**Task:** In the entries that follow, how many lines contain "then"? Please reply with only the number.

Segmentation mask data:
• • • • • • •

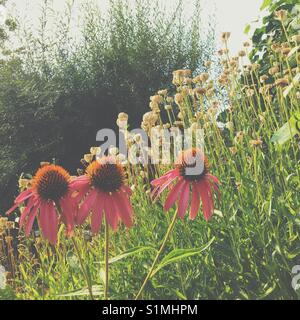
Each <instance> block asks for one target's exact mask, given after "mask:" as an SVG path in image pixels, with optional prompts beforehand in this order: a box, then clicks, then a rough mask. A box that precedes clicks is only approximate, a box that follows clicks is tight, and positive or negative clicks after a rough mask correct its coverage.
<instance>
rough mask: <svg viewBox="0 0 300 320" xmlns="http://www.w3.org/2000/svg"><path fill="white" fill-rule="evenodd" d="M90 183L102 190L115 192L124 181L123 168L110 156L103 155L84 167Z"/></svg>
mask: <svg viewBox="0 0 300 320" xmlns="http://www.w3.org/2000/svg"><path fill="white" fill-rule="evenodd" d="M86 173H87V175H88V176H89V177H90V180H91V184H92V185H93V186H94V187H95V188H97V189H99V190H100V191H103V192H115V191H117V190H119V189H120V187H121V186H122V185H123V182H124V177H125V174H124V169H123V167H122V165H121V164H120V163H118V162H116V161H115V160H114V159H113V158H111V157H103V158H101V159H99V160H97V161H93V162H92V163H91V164H90V165H89V166H88V167H87V169H86Z"/></svg>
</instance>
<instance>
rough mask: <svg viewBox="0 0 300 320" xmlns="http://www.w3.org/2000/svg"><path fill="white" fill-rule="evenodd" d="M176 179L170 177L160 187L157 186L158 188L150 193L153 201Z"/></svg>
mask: <svg viewBox="0 0 300 320" xmlns="http://www.w3.org/2000/svg"><path fill="white" fill-rule="evenodd" d="M176 179H177V175H173V176H172V175H170V177H169V178H168V179H167V180H166V181H165V182H164V183H163V184H161V185H159V186H158V187H156V188H155V189H154V190H153V191H152V198H153V201H156V200H157V198H158V197H159V196H160V195H161V193H162V192H163V191H164V190H165V189H166V188H167V187H169V186H170V185H171V184H172V183H173V182H174V181H175V180H176Z"/></svg>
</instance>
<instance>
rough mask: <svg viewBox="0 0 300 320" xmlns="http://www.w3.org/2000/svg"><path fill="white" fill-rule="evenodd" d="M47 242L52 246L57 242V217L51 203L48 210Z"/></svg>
mask: <svg viewBox="0 0 300 320" xmlns="http://www.w3.org/2000/svg"><path fill="white" fill-rule="evenodd" d="M47 219H48V228H49V230H48V240H49V242H50V243H51V244H52V245H55V244H56V242H57V232H58V217H57V214H56V209H55V207H54V205H53V203H51V204H50V205H49V209H48V216H47Z"/></svg>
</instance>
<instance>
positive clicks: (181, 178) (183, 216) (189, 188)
mask: <svg viewBox="0 0 300 320" xmlns="http://www.w3.org/2000/svg"><path fill="white" fill-rule="evenodd" d="M189 170H191V171H189ZM193 171H195V172H193ZM175 181H176V183H175V185H173V184H174V182H175ZM151 184H152V186H154V190H153V192H152V196H153V198H154V200H156V199H157V198H158V197H159V196H160V195H161V193H162V192H163V191H164V190H165V189H166V188H169V189H170V192H169V194H168V196H167V199H166V201H165V204H164V210H165V211H168V210H169V209H170V208H171V207H172V206H173V205H174V204H175V202H176V201H178V213H177V215H178V217H179V218H183V217H184V215H185V212H186V211H187V209H188V206H189V198H190V191H191V202H190V204H191V205H190V219H191V220H194V219H195V218H196V216H197V213H198V210H199V207H200V199H201V201H202V206H203V214H204V218H205V220H206V221H208V220H209V219H210V218H211V216H212V214H213V211H214V200H213V191H216V192H217V193H218V195H219V196H220V191H219V184H220V182H219V180H218V178H217V177H215V176H213V175H212V174H210V173H209V164H208V161H207V159H206V157H205V156H204V154H203V152H202V151H201V150H200V149H197V148H192V149H189V150H186V151H183V152H182V153H181V154H180V156H179V158H178V159H177V161H176V167H175V169H173V170H171V171H169V172H167V173H166V174H165V175H163V176H162V177H160V178H158V179H155V180H153V181H152V182H151Z"/></svg>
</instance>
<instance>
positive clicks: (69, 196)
mask: <svg viewBox="0 0 300 320" xmlns="http://www.w3.org/2000/svg"><path fill="white" fill-rule="evenodd" d="M59 204H60V207H61V211H62V212H61V214H62V217H61V218H62V220H63V222H64V223H65V225H66V228H67V234H68V235H71V234H72V232H73V229H74V219H75V214H76V211H77V206H76V202H75V199H72V198H71V197H70V196H67V197H64V198H62V199H61V200H60V203H59Z"/></svg>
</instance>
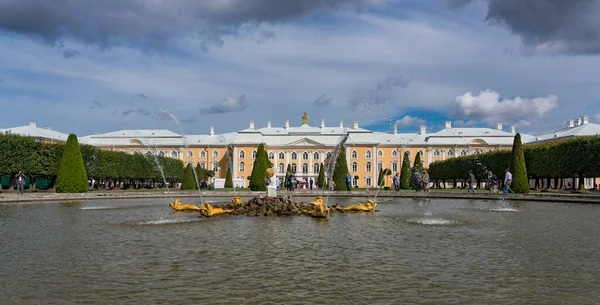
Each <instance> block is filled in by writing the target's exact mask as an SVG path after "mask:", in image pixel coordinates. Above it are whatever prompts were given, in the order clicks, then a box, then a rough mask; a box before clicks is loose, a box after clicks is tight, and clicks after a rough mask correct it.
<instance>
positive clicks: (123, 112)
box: [121, 108, 152, 116]
mask: <svg viewBox="0 0 600 305" xmlns="http://www.w3.org/2000/svg"><path fill="white" fill-rule="evenodd" d="M134 113H137V114H141V115H143V116H151V115H152V113H151V112H150V111H149V110H147V109H144V108H138V109H128V110H125V111H123V112H121V114H123V115H124V116H128V115H130V114H134Z"/></svg>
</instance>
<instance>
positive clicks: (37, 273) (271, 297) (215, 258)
mask: <svg viewBox="0 0 600 305" xmlns="http://www.w3.org/2000/svg"><path fill="white" fill-rule="evenodd" d="M361 200H363V199H362V198H361V199H358V198H355V199H349V200H343V199H340V200H337V198H336V200H335V203H338V202H339V203H340V204H342V205H347V204H352V203H356V202H360V201H361ZM216 201H218V199H217V200H216ZM305 201H308V199H306V200H305ZM506 203H507V204H509V205H506V206H503V205H500V204H499V203H498V202H497V201H490V202H482V201H476V200H456V201H441V200H431V201H424V200H422V201H413V200H398V201H394V202H390V203H380V204H379V205H378V206H377V207H378V209H379V212H377V213H370V214H365V213H334V214H333V215H332V217H331V218H329V219H328V220H324V219H313V218H310V217H280V218H275V217H273V218H267V217H230V216H228V217H216V218H210V219H206V218H204V219H202V218H199V217H198V215H197V213H172V212H171V209H170V207H169V206H168V204H167V203H165V201H164V200H156V201H93V202H83V203H78V204H72V205H64V204H58V203H45V204H32V205H2V206H0V215H1V219H2V221H0V232H2V238H1V239H0V243H1V247H0V257H1V258H2V262H1V264H0V286H2V289H1V290H0V300H2V304H21V303H26V304H65V303H84V304H114V303H127V304H131V303H133V304H155V303H170V302H172V301H173V300H176V301H175V302H176V303H182V304H183V303H190V304H265V303H272V304H288V303H301V304H311V303H318V304H557V303H558V304H561V303H562V304H597V303H599V302H600V300H599V299H598V298H599V296H598V293H597V291H600V278H599V277H598V274H600V264H598V261H599V260H600V251H599V250H600V240H599V239H598V238H597V233H596V232H597V220H598V219H600V207H598V206H594V205H571V204H562V203H548V202H545V203H535V202H525V203H522V202H519V203H510V202H506ZM506 208H511V209H514V210H517V211H514V213H496V212H495V211H492V210H494V209H506ZM356 287H360V289H358V290H357V289H356ZM316 289H318V293H315V292H316Z"/></svg>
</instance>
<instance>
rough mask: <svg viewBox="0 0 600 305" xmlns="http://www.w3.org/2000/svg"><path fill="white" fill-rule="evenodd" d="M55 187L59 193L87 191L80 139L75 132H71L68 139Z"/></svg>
mask: <svg viewBox="0 0 600 305" xmlns="http://www.w3.org/2000/svg"><path fill="white" fill-rule="evenodd" d="M55 188H56V192H57V193H85V192H87V190H88V178H87V173H86V171H85V164H84V163H83V157H82V156H81V150H80V149H79V141H77V136H76V135H74V134H70V135H69V138H68V139H67V144H66V145H65V148H64V151H63V154H62V160H61V162H60V168H59V170H58V176H57V178H56V187H55Z"/></svg>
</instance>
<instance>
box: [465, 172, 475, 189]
mask: <svg viewBox="0 0 600 305" xmlns="http://www.w3.org/2000/svg"><path fill="white" fill-rule="evenodd" d="M474 185H475V175H473V171H469V189H468V190H467V193H470V192H473V193H475V188H474V187H473V186H474Z"/></svg>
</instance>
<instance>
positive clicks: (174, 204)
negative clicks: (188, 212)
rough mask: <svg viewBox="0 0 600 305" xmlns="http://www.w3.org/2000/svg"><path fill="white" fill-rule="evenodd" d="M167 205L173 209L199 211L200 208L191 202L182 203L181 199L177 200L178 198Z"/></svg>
mask: <svg viewBox="0 0 600 305" xmlns="http://www.w3.org/2000/svg"><path fill="white" fill-rule="evenodd" d="M169 205H170V206H171V208H173V210H175V211H199V210H200V208H199V207H197V206H195V205H193V204H189V203H184V204H182V203H181V201H179V199H175V201H174V202H169Z"/></svg>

• • • • • • •

**Written solution:** 2